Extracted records
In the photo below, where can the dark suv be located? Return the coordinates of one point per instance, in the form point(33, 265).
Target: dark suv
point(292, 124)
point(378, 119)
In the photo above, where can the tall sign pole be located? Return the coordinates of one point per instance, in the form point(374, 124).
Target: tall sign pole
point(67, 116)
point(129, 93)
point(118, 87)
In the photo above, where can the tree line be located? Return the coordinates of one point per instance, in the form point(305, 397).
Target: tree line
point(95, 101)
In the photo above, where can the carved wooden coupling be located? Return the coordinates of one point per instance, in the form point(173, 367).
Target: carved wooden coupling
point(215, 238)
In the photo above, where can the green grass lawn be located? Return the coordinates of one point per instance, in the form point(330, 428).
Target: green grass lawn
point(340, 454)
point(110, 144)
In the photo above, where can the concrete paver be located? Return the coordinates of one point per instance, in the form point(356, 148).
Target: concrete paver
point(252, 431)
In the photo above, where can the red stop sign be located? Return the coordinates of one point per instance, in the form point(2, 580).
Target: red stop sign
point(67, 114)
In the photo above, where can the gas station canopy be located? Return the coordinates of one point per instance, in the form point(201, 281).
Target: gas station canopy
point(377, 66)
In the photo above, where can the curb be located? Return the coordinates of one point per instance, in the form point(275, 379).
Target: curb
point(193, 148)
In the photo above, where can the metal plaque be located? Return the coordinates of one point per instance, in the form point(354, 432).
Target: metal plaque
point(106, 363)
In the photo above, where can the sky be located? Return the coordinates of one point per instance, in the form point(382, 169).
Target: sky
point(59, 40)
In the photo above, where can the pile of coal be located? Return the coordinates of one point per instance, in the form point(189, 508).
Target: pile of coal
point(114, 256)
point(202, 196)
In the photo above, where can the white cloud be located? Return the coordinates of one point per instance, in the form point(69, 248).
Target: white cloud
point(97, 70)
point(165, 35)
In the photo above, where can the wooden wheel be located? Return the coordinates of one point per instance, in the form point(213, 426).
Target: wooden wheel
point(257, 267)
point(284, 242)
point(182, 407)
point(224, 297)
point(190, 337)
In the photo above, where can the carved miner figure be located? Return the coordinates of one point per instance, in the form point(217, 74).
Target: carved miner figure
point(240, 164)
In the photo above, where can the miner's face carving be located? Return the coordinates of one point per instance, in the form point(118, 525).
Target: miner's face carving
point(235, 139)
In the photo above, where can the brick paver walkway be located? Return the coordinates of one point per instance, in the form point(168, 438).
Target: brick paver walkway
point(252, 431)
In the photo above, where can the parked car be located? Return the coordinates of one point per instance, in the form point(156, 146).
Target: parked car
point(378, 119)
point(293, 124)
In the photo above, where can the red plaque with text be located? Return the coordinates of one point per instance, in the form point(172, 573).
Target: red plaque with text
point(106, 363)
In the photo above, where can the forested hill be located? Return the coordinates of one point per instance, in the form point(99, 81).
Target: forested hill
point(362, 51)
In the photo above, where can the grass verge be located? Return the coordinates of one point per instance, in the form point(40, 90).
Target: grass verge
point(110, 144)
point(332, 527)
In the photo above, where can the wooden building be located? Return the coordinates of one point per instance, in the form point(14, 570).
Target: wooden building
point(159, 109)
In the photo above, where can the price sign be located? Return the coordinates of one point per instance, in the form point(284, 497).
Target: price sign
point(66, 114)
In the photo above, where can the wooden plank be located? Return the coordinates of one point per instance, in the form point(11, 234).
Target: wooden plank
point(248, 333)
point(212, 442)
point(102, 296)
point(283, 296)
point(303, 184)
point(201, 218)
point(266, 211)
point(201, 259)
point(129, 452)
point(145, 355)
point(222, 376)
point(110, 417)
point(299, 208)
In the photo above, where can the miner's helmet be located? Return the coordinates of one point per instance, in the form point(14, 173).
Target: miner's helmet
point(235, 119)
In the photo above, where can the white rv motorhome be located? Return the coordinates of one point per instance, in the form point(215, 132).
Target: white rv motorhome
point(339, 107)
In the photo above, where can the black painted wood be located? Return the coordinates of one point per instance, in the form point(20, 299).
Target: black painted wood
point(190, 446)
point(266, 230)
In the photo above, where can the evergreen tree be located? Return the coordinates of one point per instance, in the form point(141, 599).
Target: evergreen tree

#### [Work required]
Every line above that holds the string "evergreen" counts once; give the total and nothing more.

#### [Your response]
2